[What is expected]:
Pick out every line in the entries below that contains the word "Express", and copy each one. Case counts.

___ Materials provided ___

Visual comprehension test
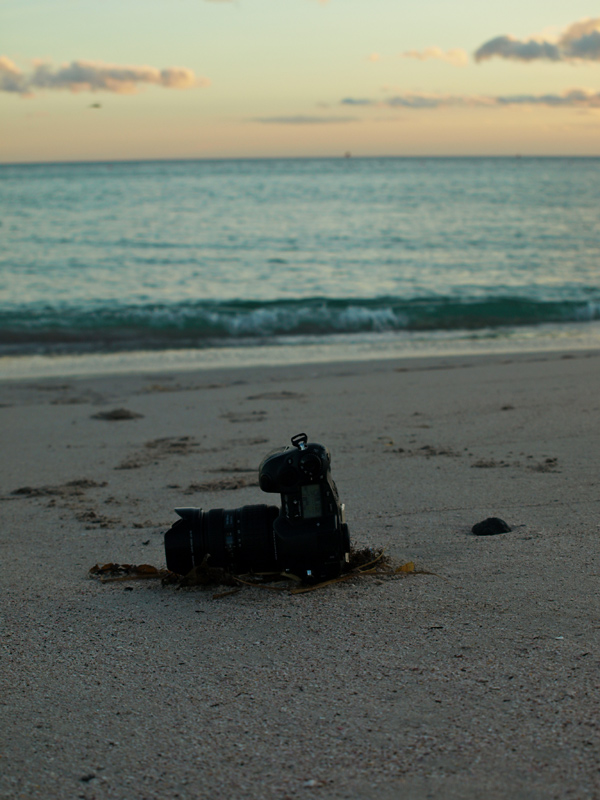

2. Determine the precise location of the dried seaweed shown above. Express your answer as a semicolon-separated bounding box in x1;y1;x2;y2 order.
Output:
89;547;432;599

___
___ Materials provided ___

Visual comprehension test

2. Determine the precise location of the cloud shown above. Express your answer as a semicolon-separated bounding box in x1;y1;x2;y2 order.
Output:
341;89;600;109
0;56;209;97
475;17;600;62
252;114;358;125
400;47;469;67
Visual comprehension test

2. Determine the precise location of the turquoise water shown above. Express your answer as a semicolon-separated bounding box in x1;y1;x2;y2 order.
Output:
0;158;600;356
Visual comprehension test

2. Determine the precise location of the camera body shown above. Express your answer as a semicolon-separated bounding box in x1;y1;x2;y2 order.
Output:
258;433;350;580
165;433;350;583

___
___ Materials provided ___

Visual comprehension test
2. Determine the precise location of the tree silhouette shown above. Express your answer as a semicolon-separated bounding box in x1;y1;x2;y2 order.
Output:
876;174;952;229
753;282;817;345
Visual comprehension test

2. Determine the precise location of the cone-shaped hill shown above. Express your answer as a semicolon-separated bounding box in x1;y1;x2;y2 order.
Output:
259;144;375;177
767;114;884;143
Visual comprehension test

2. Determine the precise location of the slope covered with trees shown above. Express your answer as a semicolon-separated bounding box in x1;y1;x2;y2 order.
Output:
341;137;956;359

___

[The output]:
2. Determine the precise location of the dried seaweed shown above. Express your answer as a semicolon-separated bounding box in x1;y1;x2;y2 order.
2. Determine the precise location of the cloud shown above. Express your answer as a semicolon-separated bounding box in x1;y1;x2;y2 order.
2. Determine the precise location of the turquoise water shown above. Express your answer as a semicolon-separated bounding box in x1;y1;x2;y2 order.
2. Determine the precise location of the camera body shown above. Express your answer as a semicolon-separated bounding box in x1;y1;x2;y2 order.
2. Determine the precise location of the tree silhouette shown above. Express your answer as a semicolon-separated bounding box in x1;y1;x2;y2 order.
2. Determine the precise location of the cone-shaped hill shown above. Express your answer as a semicolon-separated bounding box in x1;y1;x2;y2 order.
2. Determine the precise location of the slope covered with trees shown above. Express your answer as a semicolon-separated bounding box in x1;y1;x2;y2 order.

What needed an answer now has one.